» Your instructions
Only the lines from the one containing "# test: identify the photograph" through the end of the data below should be copied, each exactly as written and with both ends kept.

Data extracted from a collection
>> begin

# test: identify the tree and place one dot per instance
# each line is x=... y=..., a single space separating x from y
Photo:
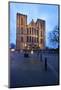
x=54 y=36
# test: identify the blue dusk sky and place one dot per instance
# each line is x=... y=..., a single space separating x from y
x=49 y=13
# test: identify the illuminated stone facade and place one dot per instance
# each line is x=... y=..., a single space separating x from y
x=29 y=36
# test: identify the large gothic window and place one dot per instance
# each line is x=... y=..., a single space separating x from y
x=21 y=21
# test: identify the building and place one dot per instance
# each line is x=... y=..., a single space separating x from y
x=29 y=36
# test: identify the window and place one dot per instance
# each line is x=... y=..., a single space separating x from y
x=21 y=39
x=41 y=40
x=41 y=33
x=21 y=30
x=21 y=21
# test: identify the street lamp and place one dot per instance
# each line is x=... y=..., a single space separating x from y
x=32 y=52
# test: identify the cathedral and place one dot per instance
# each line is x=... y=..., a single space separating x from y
x=29 y=36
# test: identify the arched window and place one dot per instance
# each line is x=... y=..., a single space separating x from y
x=21 y=20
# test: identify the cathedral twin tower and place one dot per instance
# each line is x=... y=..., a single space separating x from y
x=29 y=36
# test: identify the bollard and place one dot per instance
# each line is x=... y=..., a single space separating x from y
x=45 y=64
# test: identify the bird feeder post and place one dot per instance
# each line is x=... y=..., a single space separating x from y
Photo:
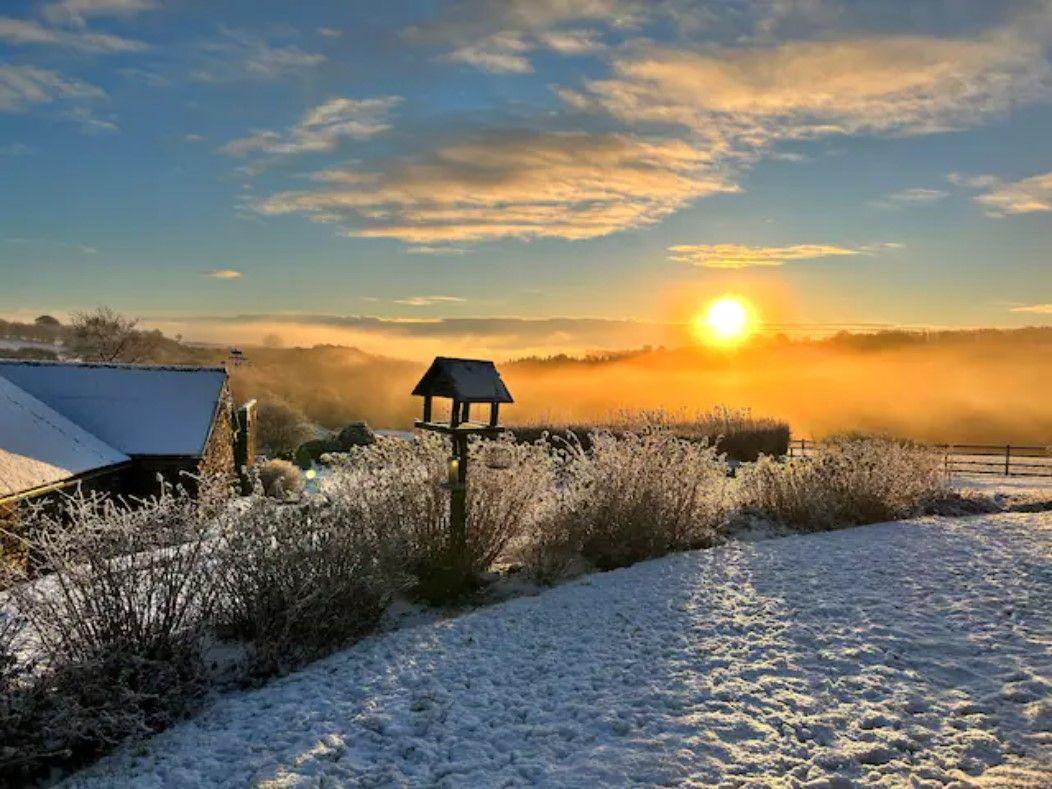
x=464 y=382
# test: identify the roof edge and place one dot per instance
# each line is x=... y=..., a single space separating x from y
x=114 y=365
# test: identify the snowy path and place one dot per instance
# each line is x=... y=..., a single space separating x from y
x=916 y=649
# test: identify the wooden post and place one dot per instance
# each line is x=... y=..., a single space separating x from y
x=458 y=501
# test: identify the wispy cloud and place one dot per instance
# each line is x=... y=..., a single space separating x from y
x=427 y=301
x=28 y=32
x=1029 y=196
x=322 y=127
x=49 y=243
x=573 y=185
x=500 y=53
x=77 y=12
x=22 y=85
x=741 y=256
x=912 y=197
x=89 y=123
x=755 y=95
x=15 y=148
x=500 y=37
x=507 y=52
x=236 y=55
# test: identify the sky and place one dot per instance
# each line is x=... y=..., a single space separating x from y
x=530 y=175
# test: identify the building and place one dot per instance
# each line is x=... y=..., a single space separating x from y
x=113 y=428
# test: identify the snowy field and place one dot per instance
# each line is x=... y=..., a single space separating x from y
x=914 y=650
x=1029 y=487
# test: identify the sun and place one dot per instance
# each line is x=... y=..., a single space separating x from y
x=726 y=321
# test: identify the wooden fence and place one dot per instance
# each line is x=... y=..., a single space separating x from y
x=1003 y=460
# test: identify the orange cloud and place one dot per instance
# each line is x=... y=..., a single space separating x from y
x=740 y=256
x=1029 y=196
x=570 y=185
x=750 y=97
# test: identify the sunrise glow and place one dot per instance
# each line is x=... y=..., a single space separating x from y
x=726 y=321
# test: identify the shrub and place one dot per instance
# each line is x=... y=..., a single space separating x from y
x=118 y=618
x=280 y=479
x=846 y=482
x=634 y=496
x=400 y=489
x=280 y=428
x=298 y=581
x=734 y=432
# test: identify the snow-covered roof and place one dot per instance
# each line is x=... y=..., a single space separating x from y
x=467 y=380
x=39 y=446
x=137 y=409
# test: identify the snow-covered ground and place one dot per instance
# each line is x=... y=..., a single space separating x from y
x=1030 y=487
x=882 y=654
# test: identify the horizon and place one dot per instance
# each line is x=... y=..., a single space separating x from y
x=526 y=178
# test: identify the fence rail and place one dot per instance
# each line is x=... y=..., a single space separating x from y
x=1002 y=460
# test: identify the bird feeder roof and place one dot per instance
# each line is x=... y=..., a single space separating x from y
x=466 y=380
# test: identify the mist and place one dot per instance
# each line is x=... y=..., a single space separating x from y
x=983 y=386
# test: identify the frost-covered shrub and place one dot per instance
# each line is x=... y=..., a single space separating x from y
x=847 y=481
x=400 y=490
x=117 y=615
x=298 y=581
x=635 y=496
x=280 y=479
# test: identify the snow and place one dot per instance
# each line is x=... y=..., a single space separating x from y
x=139 y=410
x=40 y=447
x=1030 y=487
x=899 y=652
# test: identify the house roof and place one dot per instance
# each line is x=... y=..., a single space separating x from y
x=140 y=410
x=40 y=447
x=467 y=380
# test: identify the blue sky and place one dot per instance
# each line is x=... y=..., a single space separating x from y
x=223 y=168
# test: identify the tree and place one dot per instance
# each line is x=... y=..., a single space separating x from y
x=280 y=428
x=105 y=336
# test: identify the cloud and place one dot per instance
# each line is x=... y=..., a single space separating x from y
x=568 y=185
x=427 y=301
x=15 y=148
x=89 y=123
x=740 y=256
x=971 y=181
x=571 y=42
x=23 y=85
x=27 y=32
x=915 y=196
x=425 y=338
x=236 y=55
x=499 y=37
x=746 y=98
x=322 y=127
x=77 y=12
x=502 y=53
x=49 y=244
x=505 y=52
x=1029 y=196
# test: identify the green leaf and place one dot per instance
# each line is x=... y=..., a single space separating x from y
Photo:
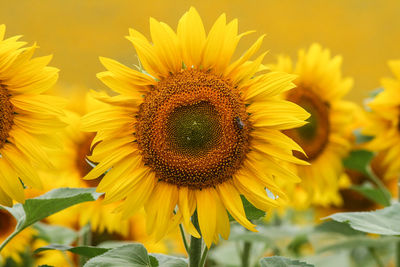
x=360 y=241
x=167 y=261
x=133 y=255
x=371 y=193
x=383 y=222
x=38 y=208
x=358 y=160
x=252 y=213
x=87 y=251
x=278 y=261
x=337 y=227
x=55 y=234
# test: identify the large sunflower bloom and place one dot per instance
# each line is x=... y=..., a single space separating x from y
x=385 y=122
x=325 y=139
x=193 y=130
x=27 y=118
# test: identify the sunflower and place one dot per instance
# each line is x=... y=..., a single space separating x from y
x=325 y=139
x=192 y=130
x=27 y=117
x=18 y=244
x=71 y=165
x=385 y=122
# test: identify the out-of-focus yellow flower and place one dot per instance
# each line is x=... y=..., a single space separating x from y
x=193 y=130
x=28 y=118
x=71 y=165
x=384 y=121
x=18 y=244
x=325 y=139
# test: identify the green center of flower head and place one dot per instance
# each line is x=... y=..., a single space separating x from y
x=194 y=128
x=314 y=136
x=6 y=115
x=7 y=224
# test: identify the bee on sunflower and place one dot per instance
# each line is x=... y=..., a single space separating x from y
x=28 y=118
x=192 y=131
x=320 y=88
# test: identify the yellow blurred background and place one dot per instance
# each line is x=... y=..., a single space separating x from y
x=76 y=32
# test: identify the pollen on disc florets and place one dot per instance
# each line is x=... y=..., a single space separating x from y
x=314 y=136
x=193 y=129
x=6 y=115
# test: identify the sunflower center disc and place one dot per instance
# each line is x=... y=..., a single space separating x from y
x=314 y=136
x=187 y=129
x=7 y=224
x=194 y=129
x=6 y=115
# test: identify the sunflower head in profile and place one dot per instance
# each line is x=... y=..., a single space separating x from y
x=28 y=119
x=384 y=123
x=192 y=130
x=70 y=165
x=325 y=139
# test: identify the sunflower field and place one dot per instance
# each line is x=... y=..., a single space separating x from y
x=199 y=133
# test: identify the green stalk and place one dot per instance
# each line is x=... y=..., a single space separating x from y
x=5 y=242
x=184 y=238
x=246 y=254
x=204 y=257
x=195 y=245
x=85 y=239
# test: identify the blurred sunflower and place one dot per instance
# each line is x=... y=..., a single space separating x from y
x=193 y=130
x=71 y=165
x=18 y=244
x=28 y=118
x=325 y=139
x=385 y=122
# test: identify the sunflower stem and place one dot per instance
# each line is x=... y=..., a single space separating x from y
x=246 y=254
x=184 y=238
x=8 y=239
x=204 y=257
x=85 y=239
x=195 y=245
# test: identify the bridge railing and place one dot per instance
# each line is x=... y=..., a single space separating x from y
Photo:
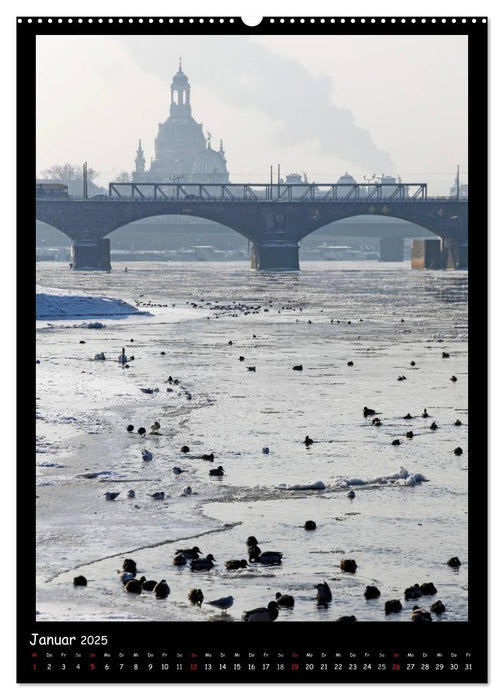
x=283 y=192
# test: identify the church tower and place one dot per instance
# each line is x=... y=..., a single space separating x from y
x=139 y=173
x=181 y=151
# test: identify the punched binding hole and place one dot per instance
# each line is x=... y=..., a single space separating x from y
x=251 y=21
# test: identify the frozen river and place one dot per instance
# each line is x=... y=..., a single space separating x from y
x=202 y=318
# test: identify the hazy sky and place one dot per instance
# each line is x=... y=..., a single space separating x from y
x=323 y=105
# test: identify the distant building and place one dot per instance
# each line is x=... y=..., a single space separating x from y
x=181 y=151
x=463 y=190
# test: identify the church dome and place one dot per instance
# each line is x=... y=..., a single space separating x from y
x=210 y=163
x=180 y=78
x=346 y=179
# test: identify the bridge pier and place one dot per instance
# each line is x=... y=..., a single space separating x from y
x=427 y=254
x=391 y=250
x=91 y=254
x=275 y=255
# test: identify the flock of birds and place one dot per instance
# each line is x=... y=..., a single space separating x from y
x=269 y=613
x=367 y=412
x=197 y=562
x=147 y=456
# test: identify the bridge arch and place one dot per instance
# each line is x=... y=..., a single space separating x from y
x=382 y=221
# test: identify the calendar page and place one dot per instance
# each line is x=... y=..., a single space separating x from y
x=260 y=326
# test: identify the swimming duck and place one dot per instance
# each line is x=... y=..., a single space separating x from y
x=233 y=564
x=195 y=595
x=285 y=600
x=148 y=585
x=133 y=586
x=392 y=606
x=222 y=603
x=371 y=592
x=203 y=564
x=348 y=565
x=413 y=592
x=268 y=614
x=162 y=589
x=130 y=565
x=218 y=471
x=258 y=557
x=192 y=553
x=438 y=607
x=125 y=576
x=324 y=594
x=420 y=615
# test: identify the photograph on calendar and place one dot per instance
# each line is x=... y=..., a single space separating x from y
x=252 y=326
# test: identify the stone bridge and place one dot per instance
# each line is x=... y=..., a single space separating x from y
x=274 y=220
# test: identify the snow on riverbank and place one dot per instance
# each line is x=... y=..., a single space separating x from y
x=58 y=304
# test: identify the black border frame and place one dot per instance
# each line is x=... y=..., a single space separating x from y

>> end

» Exercise result
# test: identify the photograph on calendar and place one dot per instance
# each line is x=... y=..., a single space separating x from y
x=252 y=326
# test: identify the stone bridge and place one dot per instance
# each line is x=... y=..., a single space separating x from y
x=274 y=220
# test: identify the snow on riverbank and place one dot per instance
# each line is x=... y=..., a single space separating x from y
x=58 y=304
# test: identify the black border frame and place one dot per instance
# each line is x=... y=..., a single space separating x from y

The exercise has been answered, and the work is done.